What you have to do
Copy every line of the data exactly, leaving nothing out.

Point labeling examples
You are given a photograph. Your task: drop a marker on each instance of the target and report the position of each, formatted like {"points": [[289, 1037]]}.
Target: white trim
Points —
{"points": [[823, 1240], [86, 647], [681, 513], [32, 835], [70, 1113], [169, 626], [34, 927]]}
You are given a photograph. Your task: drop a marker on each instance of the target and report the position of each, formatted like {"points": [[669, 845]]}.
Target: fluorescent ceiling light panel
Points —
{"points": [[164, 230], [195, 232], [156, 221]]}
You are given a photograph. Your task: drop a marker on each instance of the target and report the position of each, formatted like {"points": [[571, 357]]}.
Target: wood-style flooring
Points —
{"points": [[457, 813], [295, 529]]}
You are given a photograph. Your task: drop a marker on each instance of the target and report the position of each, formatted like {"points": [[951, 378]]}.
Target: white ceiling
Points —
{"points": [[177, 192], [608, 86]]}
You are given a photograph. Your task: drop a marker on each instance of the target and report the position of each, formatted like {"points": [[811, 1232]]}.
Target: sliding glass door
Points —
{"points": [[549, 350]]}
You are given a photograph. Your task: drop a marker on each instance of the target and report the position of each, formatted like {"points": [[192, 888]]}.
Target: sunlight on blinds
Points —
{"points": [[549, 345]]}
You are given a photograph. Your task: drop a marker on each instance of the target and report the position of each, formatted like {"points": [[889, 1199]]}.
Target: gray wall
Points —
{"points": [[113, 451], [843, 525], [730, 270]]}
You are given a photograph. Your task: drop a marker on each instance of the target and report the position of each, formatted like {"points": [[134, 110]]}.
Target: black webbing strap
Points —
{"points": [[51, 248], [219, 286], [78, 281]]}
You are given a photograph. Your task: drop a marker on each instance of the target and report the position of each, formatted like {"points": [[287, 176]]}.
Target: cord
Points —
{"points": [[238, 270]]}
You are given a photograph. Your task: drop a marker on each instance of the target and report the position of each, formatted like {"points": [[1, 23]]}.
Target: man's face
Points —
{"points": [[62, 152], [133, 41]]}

Exercise result
You are given a photograph. Your task: drop a marker on each instance of the target and report the position of each, formatted like {"points": [[289, 1037]]}.
Target: white trim
Points —
{"points": [[823, 1240], [86, 647], [681, 513], [32, 835], [70, 1113], [169, 626], [34, 927]]}
You are given a photograph. Your task: drop a marker on each instance of the target and report the position of each, formatted like {"points": [[669, 845]]}.
Target: fluorescent ceiling light panel
Points —
{"points": [[164, 230], [195, 232], [156, 221]]}
You are given a photograph. Your task: drop a marker on each instance of the target and report the position of each, formatted like {"points": [[571, 357]]}.
Target: wood-style flooring
Points —
{"points": [[457, 813], [295, 529]]}
You are given a photograph. Your task: drop a marker on each instance of the target and report the position of each, formatted like {"points": [[951, 378]]}.
Target: white ceiling
Points —
{"points": [[177, 192], [608, 86]]}
You are given a photograph. Your task: drop a marker on each instance of the target and report the position of each, formatted like {"points": [[811, 1232]]}.
Target: sliding glass door
Points —
{"points": [[549, 350]]}
You are given a photograph. Your task: drop a marker on each instance of the target and report the position of each, formatted like {"points": [[192, 888]]}.
Target: sunlight on blinds
Points —
{"points": [[549, 345]]}
You are given a photograph. Your task: drop a marker on each instance of the target and report the position of each, formatted like {"points": [[889, 1199]]}.
Target: gray wall
Points —
{"points": [[113, 451], [843, 525], [730, 270]]}
You are given a photograph. Your task: drop a marker on each instance of the target and report the position of each, formatted like {"points": [[134, 110]]}.
Target: black webbing strap
Points —
{"points": [[51, 248], [219, 286], [78, 281]]}
You are given a photograph. Your task: drop a marker on each instance of the target and report the position of each, formatted like {"points": [[287, 176]]}.
Target: cord
Points —
{"points": [[238, 270]]}
You are given a photograph. Your task: drop a marker on each instance of the target and report the position of each, formatted like {"points": [[1, 23]]}.
Target: man's face
Points —
{"points": [[62, 152], [133, 41]]}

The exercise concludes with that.